Records:
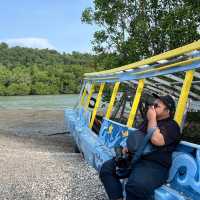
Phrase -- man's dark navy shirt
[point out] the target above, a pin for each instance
(171, 133)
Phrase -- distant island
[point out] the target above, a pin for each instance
(27, 71)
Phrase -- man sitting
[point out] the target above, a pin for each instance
(150, 171)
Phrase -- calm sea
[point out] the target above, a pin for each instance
(38, 102)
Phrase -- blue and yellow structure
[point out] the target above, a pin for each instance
(176, 72)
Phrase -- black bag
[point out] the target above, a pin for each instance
(138, 144)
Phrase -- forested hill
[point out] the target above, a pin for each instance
(25, 71)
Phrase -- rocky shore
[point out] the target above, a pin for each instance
(37, 159)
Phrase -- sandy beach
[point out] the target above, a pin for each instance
(37, 159)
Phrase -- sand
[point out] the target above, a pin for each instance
(37, 159)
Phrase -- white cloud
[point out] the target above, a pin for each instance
(40, 43)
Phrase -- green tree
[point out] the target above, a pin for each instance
(134, 29)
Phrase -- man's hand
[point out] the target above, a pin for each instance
(125, 150)
(151, 113)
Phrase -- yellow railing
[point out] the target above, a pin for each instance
(169, 54)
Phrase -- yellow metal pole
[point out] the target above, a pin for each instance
(97, 104)
(135, 103)
(89, 97)
(112, 100)
(83, 95)
(184, 96)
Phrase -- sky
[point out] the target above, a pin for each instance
(53, 24)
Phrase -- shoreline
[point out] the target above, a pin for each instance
(35, 165)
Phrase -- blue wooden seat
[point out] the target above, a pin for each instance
(184, 175)
(112, 133)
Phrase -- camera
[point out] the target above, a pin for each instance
(123, 163)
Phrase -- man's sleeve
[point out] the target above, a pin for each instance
(170, 132)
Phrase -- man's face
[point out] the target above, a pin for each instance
(161, 109)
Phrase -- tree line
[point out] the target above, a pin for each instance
(128, 31)
(26, 71)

#### PROBLEM DETAILS
Please copy all of the material above word for word, but leave out the pictures.

#### FULL RESPONSE
Phrase -- man's dark navy shirt
[point out] the target above, a pin for each instance
(171, 133)
Phrase -- distant island
[point out] the target above, a pin for each instance
(27, 71)
Phrase -- man sitting
[point out] the target above, a pin for each instance
(150, 171)
Phrase -- calm sea
[point out] the target above, a pin for each instance
(38, 102)
Phrase -- blue and yellow structure
[point out] the target above, a pin for each instance
(176, 72)
Phrase -- black bag
[point out] the target above, a pin for each instance
(138, 144)
Phrase -- forested hill
[point out] the target above, a pin for each instance
(25, 71)
Phrase -- rocky shore
[point out] the target above, a pin for each instance
(37, 159)
Phrase -- sandy beach
[point out] the target above, a pin for each instance
(37, 159)
Phrase -- sand
[point out] the target above, a pin for each instance
(37, 159)
Phrase -- white cloud
[point out] the target above, a pin for each instance
(40, 43)
Phrase -- green tree
[point out] the target above, a pin for each instance
(134, 29)
Phrase -- man's hand
[point out] the target above, a pin for each instance
(125, 150)
(151, 113)
Phrase -- yellow railing
[point out] the target above, a pin for each instance
(169, 54)
Phrase -- yellow metal pole
[point out] the target above, a pin for each instance
(97, 104)
(135, 103)
(89, 97)
(112, 100)
(83, 95)
(184, 96)
Phrase -- sky
[point out] the target above, a pin for each instance
(53, 24)
Phrase -- shoreline
[point out] the target above, a pin for each instance
(35, 165)
Phrase -- blue wooden seat
[point out] the target above, a pin for each instance
(184, 175)
(112, 133)
Phrase -- camera
[point out] the target above, a pin for each instance
(123, 163)
Phrase -- man's sleeve
[point out] the target above, a pin for each instance
(170, 132)
Phrase -- man's face
[point out] the target above, a pin for each instance
(161, 109)
Phrase -- tree line
[point out] the target above, a pin for each instance
(128, 31)
(26, 71)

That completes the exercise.